### SOURCE
────────────────

Jack Nicholson
Jack et John Huston s’entendaient toujours bien. Ils adoraient passer du temps ensemble, discuter de boxe et d’art. Jack ne cherchait pas à cacher qu’il considérait John comme l’un de ses pères de substitution. (« Il fait partie des personnes dont je recherche l’approbation. ») Il aimait à se définir comme le « beau-fils » de Huston.
Nicholson fit une exception à sa propre règle, au début de l’année 1983, en acceptant d’apparaître à la télévision pour un hommage rendu à John Huston par l’American Film Institute présenté par Lauren Bacall. À sa table, Jack se leva et prononça quelques mots simples en l’honneur de Huston : « Tu m’as donné envie de faire ce métier et tu m’as donné envie d’essayer de le faire bien, sans trop perdre de temps. Il est évident que je te suis reconnaissant, pour l’amour de ta merveilleuse fille. Mais ce soir, je pense que tu as vraiment fait quelque chose de formidable pour moi. Il faut que j’aille mettre le renard argenté d’Ava Gardner au vestiaire. »
Quand Anjelica décrocha le rôle de Maerose, elle insista pour que Nicholson se voie octroyer celui de Charley Partanna. Son père acquiesça : il pensait que Jack pouvait et devait le faire.
Cependant, Nicholson se montra, comme à son habitude, réticent. Mais les causes de cette réticence caractéristique étaient, dans ce cas précis, assez énigmatiques, L’Honneur des Prizzi semblant en effet être un projet de rêve qui l’unirait aux deux Huston – père et fille.
Or, Nicholson tergiversait tandis que Janet Roach, sous la houlette de Huston, révisait la version du script de Condon. Il ne semblait pas y avoir d’urgence, car les studios se montraient eux aussi réticents. « Ils disent que même Jack Nicholson ne pourrait réussir à rendre sympathique un homme qui tue sa femme pour de l’argent », écrivit John Huston, déçu, à la scénariste Janet Roach au milieu du mois de mars 1984.

────────────────

### LIGNES FOURNIES
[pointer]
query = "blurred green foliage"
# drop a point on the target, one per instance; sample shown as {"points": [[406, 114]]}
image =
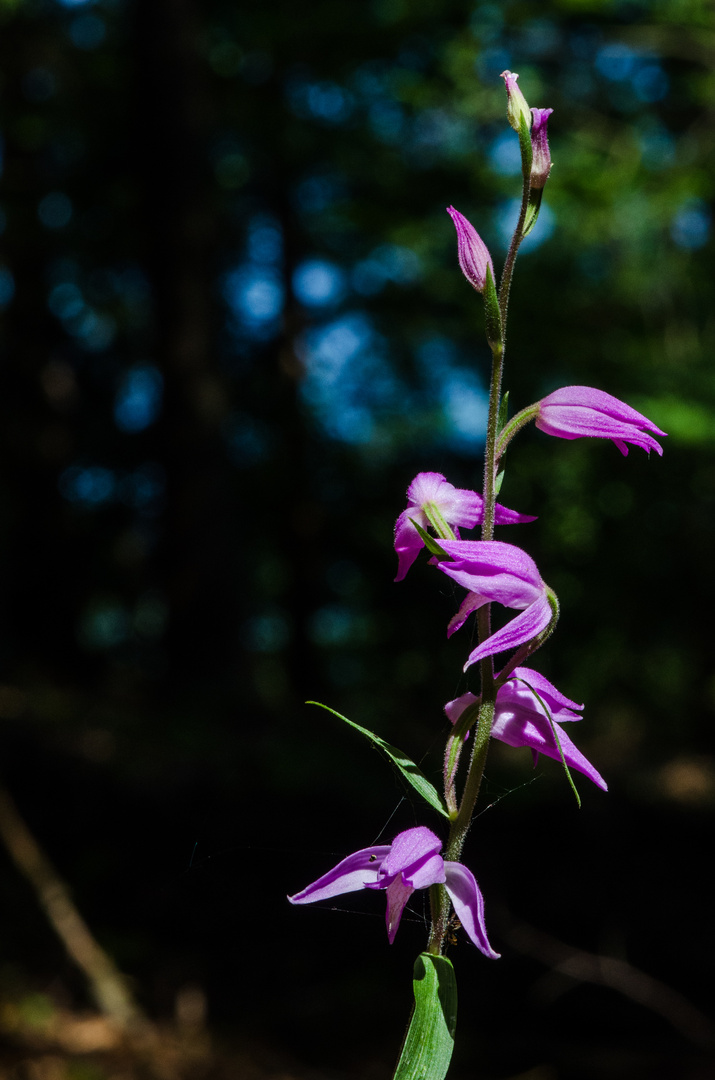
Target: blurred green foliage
{"points": [[233, 328]]}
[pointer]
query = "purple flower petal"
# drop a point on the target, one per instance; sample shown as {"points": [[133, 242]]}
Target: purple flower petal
{"points": [[472, 252], [413, 854], [469, 905], [356, 872], [533, 729], [457, 505], [494, 570], [541, 154], [398, 894], [581, 412], [561, 706], [525, 626]]}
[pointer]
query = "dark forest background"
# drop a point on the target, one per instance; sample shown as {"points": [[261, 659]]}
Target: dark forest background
{"points": [[232, 329]]}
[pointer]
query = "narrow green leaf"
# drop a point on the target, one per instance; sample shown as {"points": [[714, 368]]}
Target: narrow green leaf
{"points": [[491, 312], [412, 773], [525, 146], [430, 1038], [531, 211], [503, 412], [429, 541]]}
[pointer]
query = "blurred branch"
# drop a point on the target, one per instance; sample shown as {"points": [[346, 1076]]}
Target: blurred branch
{"points": [[618, 975], [107, 983]]}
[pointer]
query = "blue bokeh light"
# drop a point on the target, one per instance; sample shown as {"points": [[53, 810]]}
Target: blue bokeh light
{"points": [[88, 485], [348, 381], [691, 225], [616, 61], [88, 31], [256, 296], [138, 399], [7, 286], [318, 283], [504, 154]]}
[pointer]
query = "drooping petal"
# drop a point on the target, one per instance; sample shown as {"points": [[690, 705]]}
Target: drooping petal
{"points": [[407, 541], [409, 853], [472, 252], [398, 894], [518, 690], [541, 154], [471, 603], [525, 626], [469, 905], [533, 729], [494, 570], [430, 495], [456, 505], [358, 871], [583, 412], [459, 505]]}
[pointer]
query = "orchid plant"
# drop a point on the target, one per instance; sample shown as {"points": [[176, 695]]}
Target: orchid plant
{"points": [[515, 704]]}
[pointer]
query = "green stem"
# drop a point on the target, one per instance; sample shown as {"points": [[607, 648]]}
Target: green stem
{"points": [[516, 422], [461, 822]]}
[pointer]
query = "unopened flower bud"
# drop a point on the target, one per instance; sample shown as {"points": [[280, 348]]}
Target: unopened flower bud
{"points": [[541, 159], [516, 107], [473, 254]]}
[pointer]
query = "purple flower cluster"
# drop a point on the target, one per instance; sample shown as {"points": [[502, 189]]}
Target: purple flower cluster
{"points": [[528, 710], [412, 861]]}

────────────────

### CONSIGNE
Reproduis fidèlement la partie de la source sur Jack Nicholson qui commence par « Cependant, Nicholson se » et se termine par « père et fille. ». Appuie-toi uniquement sur la source pour répondre.

### CORRIGÉ
Cependant, Nicholson se montra, comme à son habitude, réticent. Mais les causes de cette réticence caractéristique étaient, dans ce cas précis, assez énigmatiques, L’Honneur des Prizzi semblant en effet être un projet de rêve qui l’unirait aux deux Huston – père et fille.